» Task directions:
Reproduce without alteration every line of the listing below, from the line containing "to detect bed." down to the line containing "left=213, top=241, right=346, bottom=293", including both of those lines.

» Provided data:
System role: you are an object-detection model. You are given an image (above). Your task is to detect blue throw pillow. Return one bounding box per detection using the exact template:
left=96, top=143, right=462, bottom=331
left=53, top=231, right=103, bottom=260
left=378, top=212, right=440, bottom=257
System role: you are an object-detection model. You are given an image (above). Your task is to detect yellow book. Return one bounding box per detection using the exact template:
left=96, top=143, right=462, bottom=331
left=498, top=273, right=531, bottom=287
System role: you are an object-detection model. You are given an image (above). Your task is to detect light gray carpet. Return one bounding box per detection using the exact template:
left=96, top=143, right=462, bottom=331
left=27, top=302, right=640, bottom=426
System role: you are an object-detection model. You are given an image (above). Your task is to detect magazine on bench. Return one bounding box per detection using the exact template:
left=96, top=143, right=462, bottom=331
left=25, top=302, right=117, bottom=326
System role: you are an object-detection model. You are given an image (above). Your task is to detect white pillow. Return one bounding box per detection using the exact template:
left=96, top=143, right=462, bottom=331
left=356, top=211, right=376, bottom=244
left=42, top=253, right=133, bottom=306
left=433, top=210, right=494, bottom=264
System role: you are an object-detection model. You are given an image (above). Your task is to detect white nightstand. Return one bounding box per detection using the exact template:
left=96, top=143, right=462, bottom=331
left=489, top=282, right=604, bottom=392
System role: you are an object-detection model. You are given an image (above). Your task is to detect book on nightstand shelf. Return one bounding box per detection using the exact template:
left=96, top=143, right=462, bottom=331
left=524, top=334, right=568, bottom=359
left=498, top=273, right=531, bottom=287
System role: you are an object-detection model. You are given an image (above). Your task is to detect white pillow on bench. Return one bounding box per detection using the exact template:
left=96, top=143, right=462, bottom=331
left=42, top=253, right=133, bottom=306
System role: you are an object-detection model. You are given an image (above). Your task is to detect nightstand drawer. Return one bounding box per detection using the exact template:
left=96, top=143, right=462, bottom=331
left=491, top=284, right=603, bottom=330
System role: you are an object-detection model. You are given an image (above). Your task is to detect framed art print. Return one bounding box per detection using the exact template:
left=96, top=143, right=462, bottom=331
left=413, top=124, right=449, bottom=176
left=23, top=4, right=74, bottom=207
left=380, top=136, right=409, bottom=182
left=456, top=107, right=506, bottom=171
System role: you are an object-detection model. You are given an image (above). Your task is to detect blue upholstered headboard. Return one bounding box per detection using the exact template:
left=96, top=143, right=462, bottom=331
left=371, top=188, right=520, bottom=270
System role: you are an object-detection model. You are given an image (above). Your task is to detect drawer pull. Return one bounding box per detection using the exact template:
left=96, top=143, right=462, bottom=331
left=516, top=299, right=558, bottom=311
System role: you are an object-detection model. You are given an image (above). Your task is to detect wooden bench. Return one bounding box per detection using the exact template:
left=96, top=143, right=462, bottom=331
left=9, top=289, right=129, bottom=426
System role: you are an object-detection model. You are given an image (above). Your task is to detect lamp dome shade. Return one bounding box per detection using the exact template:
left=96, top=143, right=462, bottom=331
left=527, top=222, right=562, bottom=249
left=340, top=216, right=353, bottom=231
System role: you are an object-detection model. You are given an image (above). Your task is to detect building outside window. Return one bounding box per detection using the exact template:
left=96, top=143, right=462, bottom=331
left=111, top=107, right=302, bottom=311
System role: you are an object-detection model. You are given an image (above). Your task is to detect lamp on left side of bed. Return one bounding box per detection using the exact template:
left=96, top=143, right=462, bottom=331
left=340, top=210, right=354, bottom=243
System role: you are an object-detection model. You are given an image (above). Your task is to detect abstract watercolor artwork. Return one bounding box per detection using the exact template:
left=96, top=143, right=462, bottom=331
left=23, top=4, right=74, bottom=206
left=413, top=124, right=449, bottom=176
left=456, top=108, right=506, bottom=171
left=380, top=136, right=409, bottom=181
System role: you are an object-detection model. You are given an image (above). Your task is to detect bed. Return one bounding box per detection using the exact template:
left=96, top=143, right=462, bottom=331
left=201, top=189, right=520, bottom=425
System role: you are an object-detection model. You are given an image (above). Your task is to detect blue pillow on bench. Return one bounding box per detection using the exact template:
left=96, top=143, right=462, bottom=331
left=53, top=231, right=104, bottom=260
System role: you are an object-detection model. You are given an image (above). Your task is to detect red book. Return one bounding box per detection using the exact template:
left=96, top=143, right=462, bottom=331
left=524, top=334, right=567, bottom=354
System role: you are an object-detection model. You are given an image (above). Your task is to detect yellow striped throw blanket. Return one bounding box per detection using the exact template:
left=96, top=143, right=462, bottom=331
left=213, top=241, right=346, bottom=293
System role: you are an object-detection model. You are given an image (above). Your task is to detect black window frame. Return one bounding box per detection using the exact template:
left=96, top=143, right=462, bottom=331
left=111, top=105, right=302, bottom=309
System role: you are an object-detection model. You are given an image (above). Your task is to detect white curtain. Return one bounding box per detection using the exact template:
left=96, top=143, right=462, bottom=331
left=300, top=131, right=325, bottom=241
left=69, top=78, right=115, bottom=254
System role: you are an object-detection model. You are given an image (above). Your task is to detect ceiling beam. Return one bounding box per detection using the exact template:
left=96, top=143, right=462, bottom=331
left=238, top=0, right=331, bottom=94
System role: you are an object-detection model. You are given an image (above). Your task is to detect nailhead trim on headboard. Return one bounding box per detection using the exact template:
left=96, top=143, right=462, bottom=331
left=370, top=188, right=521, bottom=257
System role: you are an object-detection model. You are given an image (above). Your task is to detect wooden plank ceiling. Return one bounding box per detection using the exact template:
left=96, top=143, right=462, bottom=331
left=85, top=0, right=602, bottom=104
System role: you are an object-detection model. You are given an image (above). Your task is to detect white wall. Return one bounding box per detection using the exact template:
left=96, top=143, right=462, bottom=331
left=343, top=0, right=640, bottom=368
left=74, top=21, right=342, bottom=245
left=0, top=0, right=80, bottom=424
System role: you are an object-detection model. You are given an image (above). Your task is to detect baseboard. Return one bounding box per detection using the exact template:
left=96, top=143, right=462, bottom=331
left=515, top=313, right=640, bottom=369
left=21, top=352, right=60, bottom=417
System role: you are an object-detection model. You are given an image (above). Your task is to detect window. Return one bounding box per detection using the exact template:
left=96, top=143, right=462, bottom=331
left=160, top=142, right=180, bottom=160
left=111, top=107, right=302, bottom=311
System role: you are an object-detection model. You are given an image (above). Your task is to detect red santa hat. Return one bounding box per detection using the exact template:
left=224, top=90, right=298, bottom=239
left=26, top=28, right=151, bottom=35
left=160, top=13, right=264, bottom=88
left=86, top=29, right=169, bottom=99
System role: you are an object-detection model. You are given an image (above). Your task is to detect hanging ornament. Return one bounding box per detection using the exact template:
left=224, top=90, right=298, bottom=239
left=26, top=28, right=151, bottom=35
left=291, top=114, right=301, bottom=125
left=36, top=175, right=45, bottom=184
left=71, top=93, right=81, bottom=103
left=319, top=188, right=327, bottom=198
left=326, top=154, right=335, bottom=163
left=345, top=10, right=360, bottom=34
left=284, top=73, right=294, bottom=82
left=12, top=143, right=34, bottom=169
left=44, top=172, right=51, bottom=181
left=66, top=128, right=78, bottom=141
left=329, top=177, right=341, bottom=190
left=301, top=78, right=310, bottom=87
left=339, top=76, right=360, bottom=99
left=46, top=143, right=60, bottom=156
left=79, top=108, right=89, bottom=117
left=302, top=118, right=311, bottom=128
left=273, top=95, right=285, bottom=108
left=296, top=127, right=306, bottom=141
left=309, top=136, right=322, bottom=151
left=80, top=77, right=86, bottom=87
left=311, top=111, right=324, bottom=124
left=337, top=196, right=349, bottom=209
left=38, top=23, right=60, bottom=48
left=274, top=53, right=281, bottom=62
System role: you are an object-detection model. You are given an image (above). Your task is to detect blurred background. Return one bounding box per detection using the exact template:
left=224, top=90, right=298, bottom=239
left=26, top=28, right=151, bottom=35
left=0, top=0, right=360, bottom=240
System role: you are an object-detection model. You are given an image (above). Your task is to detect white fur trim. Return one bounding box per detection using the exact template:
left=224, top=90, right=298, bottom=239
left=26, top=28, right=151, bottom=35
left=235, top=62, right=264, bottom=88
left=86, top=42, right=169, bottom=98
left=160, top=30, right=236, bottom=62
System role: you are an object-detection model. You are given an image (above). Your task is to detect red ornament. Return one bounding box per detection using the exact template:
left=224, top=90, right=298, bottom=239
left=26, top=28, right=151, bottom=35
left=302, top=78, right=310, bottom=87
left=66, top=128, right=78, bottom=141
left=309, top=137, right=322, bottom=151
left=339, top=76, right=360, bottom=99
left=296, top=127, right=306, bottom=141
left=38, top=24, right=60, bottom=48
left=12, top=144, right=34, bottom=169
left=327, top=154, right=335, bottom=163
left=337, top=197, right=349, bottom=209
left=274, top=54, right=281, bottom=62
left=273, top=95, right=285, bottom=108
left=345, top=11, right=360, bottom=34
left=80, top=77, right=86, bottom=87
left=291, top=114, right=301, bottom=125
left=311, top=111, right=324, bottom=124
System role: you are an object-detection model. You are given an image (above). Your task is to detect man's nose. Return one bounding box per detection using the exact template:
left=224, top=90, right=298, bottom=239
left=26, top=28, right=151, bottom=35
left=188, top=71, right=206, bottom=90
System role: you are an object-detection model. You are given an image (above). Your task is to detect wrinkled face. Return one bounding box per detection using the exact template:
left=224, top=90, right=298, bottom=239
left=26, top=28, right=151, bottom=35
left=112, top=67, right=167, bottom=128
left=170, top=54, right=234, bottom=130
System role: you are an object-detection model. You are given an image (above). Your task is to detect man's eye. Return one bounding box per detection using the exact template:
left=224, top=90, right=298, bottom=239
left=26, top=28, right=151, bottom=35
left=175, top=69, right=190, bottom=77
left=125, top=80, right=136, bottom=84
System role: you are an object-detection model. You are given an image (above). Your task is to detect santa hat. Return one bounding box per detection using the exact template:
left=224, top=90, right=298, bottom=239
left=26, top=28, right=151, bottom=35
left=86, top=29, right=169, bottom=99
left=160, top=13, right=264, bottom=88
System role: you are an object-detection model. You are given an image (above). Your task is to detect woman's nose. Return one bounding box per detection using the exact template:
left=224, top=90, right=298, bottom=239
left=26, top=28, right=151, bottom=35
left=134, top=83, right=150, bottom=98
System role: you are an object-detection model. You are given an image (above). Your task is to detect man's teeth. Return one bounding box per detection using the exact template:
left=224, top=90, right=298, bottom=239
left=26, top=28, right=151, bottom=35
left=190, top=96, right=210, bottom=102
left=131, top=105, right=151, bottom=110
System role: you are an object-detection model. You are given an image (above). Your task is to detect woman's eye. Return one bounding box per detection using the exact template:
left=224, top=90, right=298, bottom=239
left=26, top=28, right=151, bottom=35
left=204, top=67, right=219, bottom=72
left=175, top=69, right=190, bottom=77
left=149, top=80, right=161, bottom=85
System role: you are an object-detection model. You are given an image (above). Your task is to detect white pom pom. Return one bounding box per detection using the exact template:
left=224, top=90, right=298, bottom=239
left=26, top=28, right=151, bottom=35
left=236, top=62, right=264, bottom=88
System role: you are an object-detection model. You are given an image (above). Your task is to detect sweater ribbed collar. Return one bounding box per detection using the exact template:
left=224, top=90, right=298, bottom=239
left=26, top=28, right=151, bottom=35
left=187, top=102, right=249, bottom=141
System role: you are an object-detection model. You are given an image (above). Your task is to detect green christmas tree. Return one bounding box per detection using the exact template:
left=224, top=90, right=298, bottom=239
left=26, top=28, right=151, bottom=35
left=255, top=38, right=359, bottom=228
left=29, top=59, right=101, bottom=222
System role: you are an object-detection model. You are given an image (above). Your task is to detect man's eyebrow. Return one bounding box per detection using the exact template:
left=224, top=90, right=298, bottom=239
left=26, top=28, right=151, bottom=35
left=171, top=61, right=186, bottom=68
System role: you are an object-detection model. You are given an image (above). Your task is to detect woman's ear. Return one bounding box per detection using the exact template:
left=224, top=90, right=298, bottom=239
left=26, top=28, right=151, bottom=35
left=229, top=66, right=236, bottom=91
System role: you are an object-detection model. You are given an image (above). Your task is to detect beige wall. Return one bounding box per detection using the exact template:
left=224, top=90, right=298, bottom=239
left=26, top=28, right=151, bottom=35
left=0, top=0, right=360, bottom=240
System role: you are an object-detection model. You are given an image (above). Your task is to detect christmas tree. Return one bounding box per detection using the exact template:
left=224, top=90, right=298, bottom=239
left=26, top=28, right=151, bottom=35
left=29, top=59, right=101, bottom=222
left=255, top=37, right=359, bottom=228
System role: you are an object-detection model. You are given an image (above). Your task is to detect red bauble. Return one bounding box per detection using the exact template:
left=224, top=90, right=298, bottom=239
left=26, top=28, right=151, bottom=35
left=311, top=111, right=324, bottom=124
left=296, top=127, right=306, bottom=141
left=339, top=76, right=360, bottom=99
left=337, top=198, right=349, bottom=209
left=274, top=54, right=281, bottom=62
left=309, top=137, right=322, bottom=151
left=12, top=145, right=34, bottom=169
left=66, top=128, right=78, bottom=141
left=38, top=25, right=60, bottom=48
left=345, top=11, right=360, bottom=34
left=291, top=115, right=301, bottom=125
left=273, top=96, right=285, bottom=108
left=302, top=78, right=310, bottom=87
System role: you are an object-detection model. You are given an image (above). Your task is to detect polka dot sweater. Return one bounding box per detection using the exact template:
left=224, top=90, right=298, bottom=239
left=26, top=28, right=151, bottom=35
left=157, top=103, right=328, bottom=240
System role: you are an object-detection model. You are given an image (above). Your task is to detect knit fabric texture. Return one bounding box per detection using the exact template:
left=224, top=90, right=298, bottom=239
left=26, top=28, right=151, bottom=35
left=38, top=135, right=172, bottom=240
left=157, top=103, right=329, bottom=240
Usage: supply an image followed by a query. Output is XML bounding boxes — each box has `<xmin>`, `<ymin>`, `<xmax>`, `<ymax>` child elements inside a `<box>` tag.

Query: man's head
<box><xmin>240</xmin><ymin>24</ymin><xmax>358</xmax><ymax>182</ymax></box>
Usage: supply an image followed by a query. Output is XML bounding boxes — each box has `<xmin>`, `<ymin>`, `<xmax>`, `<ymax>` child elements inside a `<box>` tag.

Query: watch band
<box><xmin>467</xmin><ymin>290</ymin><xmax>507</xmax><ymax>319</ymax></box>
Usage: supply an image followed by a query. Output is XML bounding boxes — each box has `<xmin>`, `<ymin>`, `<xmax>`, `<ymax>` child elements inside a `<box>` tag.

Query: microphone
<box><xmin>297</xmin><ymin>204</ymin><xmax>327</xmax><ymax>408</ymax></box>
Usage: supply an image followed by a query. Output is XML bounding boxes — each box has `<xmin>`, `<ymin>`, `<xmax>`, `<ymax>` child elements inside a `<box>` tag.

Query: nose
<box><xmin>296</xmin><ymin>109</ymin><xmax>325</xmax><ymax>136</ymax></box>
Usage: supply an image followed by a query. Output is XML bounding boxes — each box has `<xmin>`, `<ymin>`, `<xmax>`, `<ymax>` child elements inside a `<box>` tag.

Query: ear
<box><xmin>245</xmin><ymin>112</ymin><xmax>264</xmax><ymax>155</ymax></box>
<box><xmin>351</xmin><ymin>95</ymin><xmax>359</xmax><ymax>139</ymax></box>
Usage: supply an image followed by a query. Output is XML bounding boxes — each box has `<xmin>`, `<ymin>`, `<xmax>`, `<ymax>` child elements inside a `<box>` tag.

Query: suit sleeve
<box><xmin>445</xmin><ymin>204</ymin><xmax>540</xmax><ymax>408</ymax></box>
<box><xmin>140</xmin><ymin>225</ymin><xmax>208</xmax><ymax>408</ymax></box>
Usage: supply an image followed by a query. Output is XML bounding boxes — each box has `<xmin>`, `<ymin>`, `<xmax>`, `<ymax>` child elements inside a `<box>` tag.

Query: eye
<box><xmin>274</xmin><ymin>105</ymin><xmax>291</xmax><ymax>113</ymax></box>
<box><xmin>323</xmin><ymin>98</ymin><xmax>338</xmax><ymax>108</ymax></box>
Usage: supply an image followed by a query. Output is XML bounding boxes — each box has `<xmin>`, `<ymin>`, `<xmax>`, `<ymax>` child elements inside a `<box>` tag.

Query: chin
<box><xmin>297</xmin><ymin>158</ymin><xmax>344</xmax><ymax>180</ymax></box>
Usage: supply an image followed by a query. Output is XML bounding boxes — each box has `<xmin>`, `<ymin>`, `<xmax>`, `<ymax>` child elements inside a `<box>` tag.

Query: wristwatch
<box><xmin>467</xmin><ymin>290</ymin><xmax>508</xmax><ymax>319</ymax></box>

» Final result:
System role: you are an object-detection model. You are given an image (above). Your task is to detect bed. Return one bounding box per detection using the exact template:
left=96, top=143, right=462, bottom=331
left=201, top=189, right=520, bottom=425
System role: you are an object-detection model. You are given an image (above). Your task is to detect blue pillow on bench. Return one bounding box per detection using the exact template:
left=96, top=143, right=462, bottom=331
left=53, top=231, right=104, bottom=260
System role: you are an object-detection model. You are given an image (above). Your task is to detect red book. Return one bounding box per detection using the exact template:
left=96, top=143, right=462, bottom=331
left=524, top=334, right=567, bottom=354
System role: you are an object-detection model. You are given an image (above). Your task is to detect yellow striped throw blanket. Return one bounding box per detection using the exact template:
left=96, top=143, right=462, bottom=331
left=213, top=241, right=346, bottom=293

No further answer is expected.